**Description of the task**
Please return the records below exactly as they stand.

[Opening Raw data section]

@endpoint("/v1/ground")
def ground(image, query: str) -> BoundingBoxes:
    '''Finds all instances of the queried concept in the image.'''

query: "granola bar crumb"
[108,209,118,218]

[Closing Raw data section]

**Expected output**
@endpoint("/v1/ground")
def ground(image, query: str) -> BoundingBoxes:
    '''Finds all instances of the queried concept in the image.'''

query: "granola bar crumb"
[108,209,118,218]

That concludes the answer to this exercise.